Acórdão nº 2427/19.5T8STB-A.E1 de Tribunal da Relação de Évora, 28-10-2021
Data de Julgamento | 28 Outubro 2021 |
Número Acordão | 2427/19.5T8STB-A.E1 |
Ano | 2021 |
Órgão | Tribunal da Relação de Évora |
Acordam na 1.ª Secção do Tribunal da Relação de Évora
I – RELATÓRIONa oposição deduzida por embargos de executado que correm por apenso à execução ordinária para pagamento de quantia certa em que é exequente CAIXA GERAL DE DEPÓSITOS, S.A. e executados M…, J…, D… e MA…, na qual foi apresentada como título executivo uma livrança subscrita pela sociedade E. Fortuna, Lda e avalizada pelos executados, com o valor de €178.058,97, emitida em 02-06-2009 e vencida em 04-02-2019, foi proferido despacho saneador-sentença que declarou improcedente a oposição e, em consequência, determinou o prosseguimento da execução.
Inconformados, apelaram os embargantes J… e M…, pugnando pela revogação da decisão, apresentando as seguintes CONCLUSÕES:
«I. Na Livrança junto aos Autos, é sacadora a sociedade comercial E. Fortuna Lda, que foi declarada insolvente no dia 11 de Junho de 2013,
II. A Livrança foi avalizada pessoalmente pelos Recorrentes.
III. A Recorrida intentou a respectiva acção executiva contra os Recorrentes no dia 27 de Março de 2019.
IV. A sociedade comercial E. Fortuna Lda. foi declarada insolvente no dia 11 de Junho de 2013, quer dizer que, nos termos e efeitos do artigo 91.º do CIRE venceram-se todos os créditos na data da declaração de insolvência da E. Fortuna Lda, bem como que, entraram as partes em incumprimento definitivo após a declaração de insolvência no dia 11 de Junho de 2013.
V. Prevê a carta que foi pela Recorrida junta aos Autos – com a referência Citius 4816390 – que a Recorrida poderia “preencher a sobredita livrança, quando tal se mostre necessário, a juízo da própria CGD, tendo em conta, nomeadamente, o seguinte: a) a data de vencimento será fixada pela CGD quando, em caso de incumprimento das obrigações assumidas, a CGD decida preencher a livrança.”

Dados apresentados:
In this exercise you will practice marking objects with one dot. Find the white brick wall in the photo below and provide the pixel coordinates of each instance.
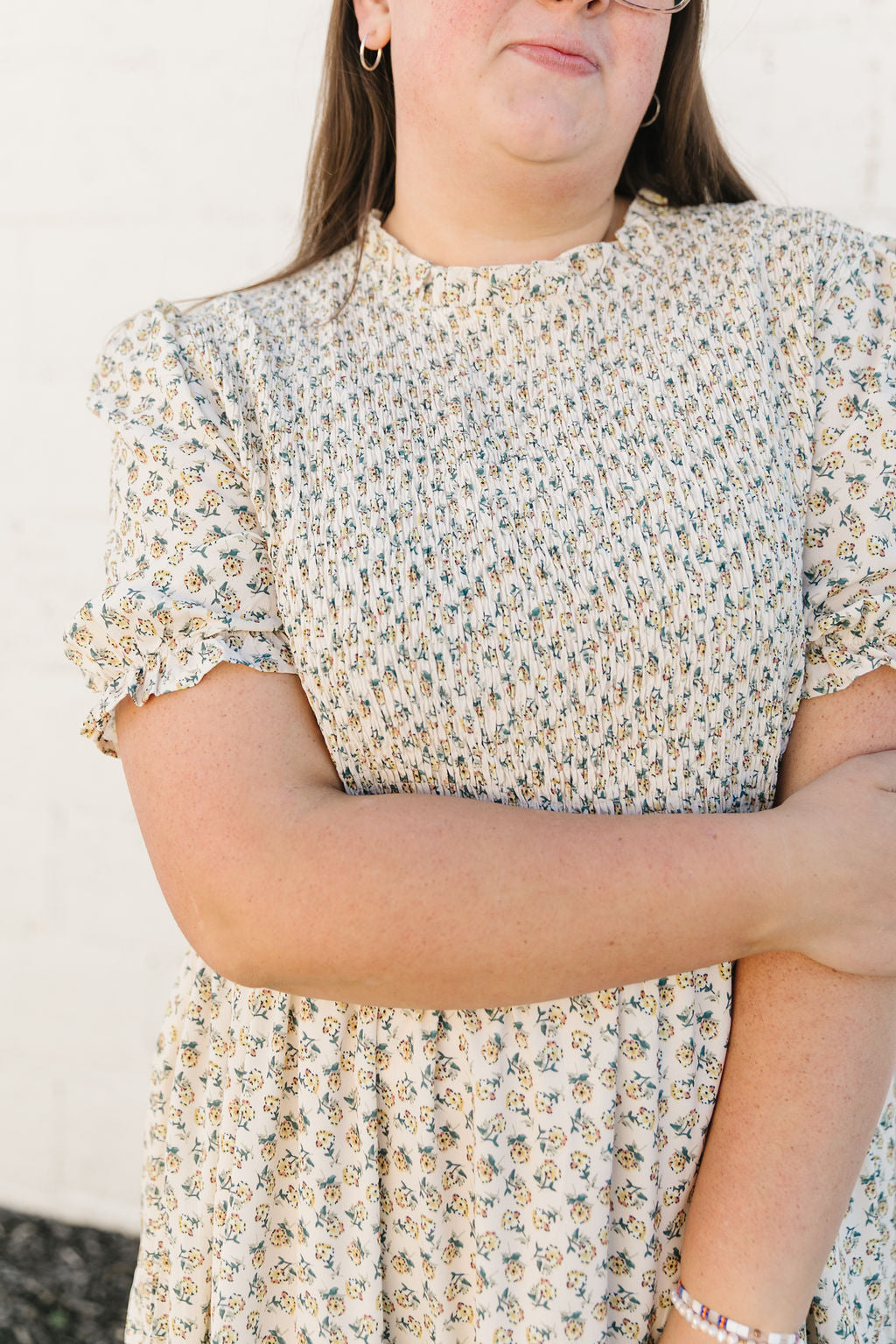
(158, 152)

Enunciado da tarefa: Transcreva fielmente, do acórdão acima, o trecho que vai de "III. A Recorrida" até "Junho de 2013.".

Resposta escrita:
III. A Recorrida intentou a respectiva acção executiva contra os Recorrentes no dia 27 de Março de 2019.
IV. A sociedade comercial E. Fortuna Lda. foi declarada insolvente no dia 11 de Junho de 2013, quer dizer que, nos termos e efeitos do artigo 91.º do CIRE venceram-se todos os créditos na data da declaração de insolvência da E. Fortuna Lda, bem como que, entraram as partes em incumprimento definitivo após a declaração de insolvência no dia 11 de Junho de 2013.